-- Selected extract follows --

Skip to content

And I’ll have the Spotted Dick. With custard, please.

Spotted dick is a traditional British pudding made from mutton fat mixed with other ingredients, such as baking soda, flour, molasses, corn syrup, or nutmeg. You add raisins or dry fruit to this dough and you have “spots.” The dish is steamed or boiled and served with a custard sauce.


Pouring custard over my awkwardly named dessert

Like Scottish haggis, Spotted Dick is kind of a joke food, especially to Americans. Like haggis, you can also find Spotted Dick in a can (Heinz),making it  a not infrequent gag gift (again, especially for Americans). Unlike haggis, though, in this American opinion, Spotted Dick is really good.

Why such an unappetizing name, then? “Dick” has been described as an abbreviation for dictionary, a policeman, an apron, a riding whip, a corruption of the “ding” in pudding or “dough,” a referral to the German dich (“thick or viscous”), and, lest we avoid it, male genitalia. Americans will usually most certainly turn up their noses at ordering something with that last meaning. After all, at least US restaurants offering Rocky Mountain oysters have the decency to label bulls’ testicles “oysters.”

-- Selected extract concluded --

Exercises to complete
1) Answer these from the piece on spotted dick, one per line:
(a) What sauce is the dish served with?
(b) Which brand sells it in a can?
(c) What word do US restaurants use on menus for bulls' testicles?
2) Please output the part of the piece on spotted dick starting with "Pouring custard over" and going on through "is really good.", copied word for word.
3) Write the next part of the piece on spotted dick, picking up after its last sentence.

-- Entries provided follows --

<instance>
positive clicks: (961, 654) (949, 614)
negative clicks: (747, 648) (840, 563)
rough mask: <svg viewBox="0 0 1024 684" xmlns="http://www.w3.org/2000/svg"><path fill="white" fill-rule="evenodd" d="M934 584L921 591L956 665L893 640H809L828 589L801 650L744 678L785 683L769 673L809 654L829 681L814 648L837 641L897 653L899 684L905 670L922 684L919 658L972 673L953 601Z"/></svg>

-- Entries provided concluded --
-- Entries provided follows --

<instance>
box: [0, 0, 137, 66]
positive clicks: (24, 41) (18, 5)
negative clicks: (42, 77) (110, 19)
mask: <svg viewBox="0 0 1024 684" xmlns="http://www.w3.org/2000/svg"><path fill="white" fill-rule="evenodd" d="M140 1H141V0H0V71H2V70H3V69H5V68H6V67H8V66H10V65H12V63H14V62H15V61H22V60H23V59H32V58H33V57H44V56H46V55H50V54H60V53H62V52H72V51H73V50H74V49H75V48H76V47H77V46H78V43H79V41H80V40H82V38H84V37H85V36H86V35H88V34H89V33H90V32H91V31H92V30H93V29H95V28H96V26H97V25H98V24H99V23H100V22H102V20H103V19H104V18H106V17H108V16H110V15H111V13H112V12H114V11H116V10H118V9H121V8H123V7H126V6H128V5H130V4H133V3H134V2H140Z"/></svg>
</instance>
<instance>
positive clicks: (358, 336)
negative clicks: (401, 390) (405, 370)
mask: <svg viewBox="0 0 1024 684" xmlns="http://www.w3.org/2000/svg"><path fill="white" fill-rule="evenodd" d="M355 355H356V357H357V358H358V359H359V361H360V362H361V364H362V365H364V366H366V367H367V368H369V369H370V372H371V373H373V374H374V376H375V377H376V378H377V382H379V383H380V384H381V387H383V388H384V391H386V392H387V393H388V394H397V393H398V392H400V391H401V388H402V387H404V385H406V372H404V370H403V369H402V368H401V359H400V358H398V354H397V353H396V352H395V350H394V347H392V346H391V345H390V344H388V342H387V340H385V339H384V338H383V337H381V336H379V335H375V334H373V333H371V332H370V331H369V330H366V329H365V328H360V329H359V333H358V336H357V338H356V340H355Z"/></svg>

-- Entries provided concluded --

Solved tasks
1)
(a) A custard sauce.
(b) Heinz.
(c) "Oysters."

2)
Pouring custard over my awkwardly named dessert

Like Scottish haggis, Spotted Dick is kind of a joke food, especially to Americans. Like haggis, you can also find Spotted Dick in a can (Heinz),making it  a not infrequent gag gift (again, especially for Americans). Unlike haggis, though, in this American opinion, Spotted Dick is really good.

3)
But, the Spotted Dick I ordered recently was really just a sweet little spice cake with lots of raisins. As I happen to really like spice cake and raisins, I was enthusiastic about this dish at the friendly King Edward Restaurant by the sea. The waitress took my order with nary a smirk.

The dick itself was a lovely, hot-out-of-the-oven spice cake baked in a small mold, drizzled with caramel sauce, and accompanied with a pitcher of creamy, yellow custard. I smothered the dick in the custard.

I could have further forced the whole issue by ordering Spotted Dick at Moby Dick’s, a pub that’s down the street from the King Edward. But back home we couldn’t even name a new mountain bike trail “Moby Dick” (in reference to the nearby Whale formation) because of the innuendo. At home, I would just have to say, “Could I please have the spice cake with caramel sauce?”

Here are the ingredients and directions if you’d like to try this at home.

1 ¼ cup unsalted butter

1 ½ cup sugar

2 unit eggs

3 unit egg yolks (so, I think you’re dealing with 5 eggs altogether here)

2 tsp vanilla extract

2 ½ cup flour

1 tsp baking soda

1 tsp baking powder

½ tsp salt

1 cup sour cream

1 cup currants

¼ cup sherry

¼ cup rum

unit icing sugar, optional


1. Preheat oven to 350 °F.

2. Line two 8” round pans with parchment paper. Set aside.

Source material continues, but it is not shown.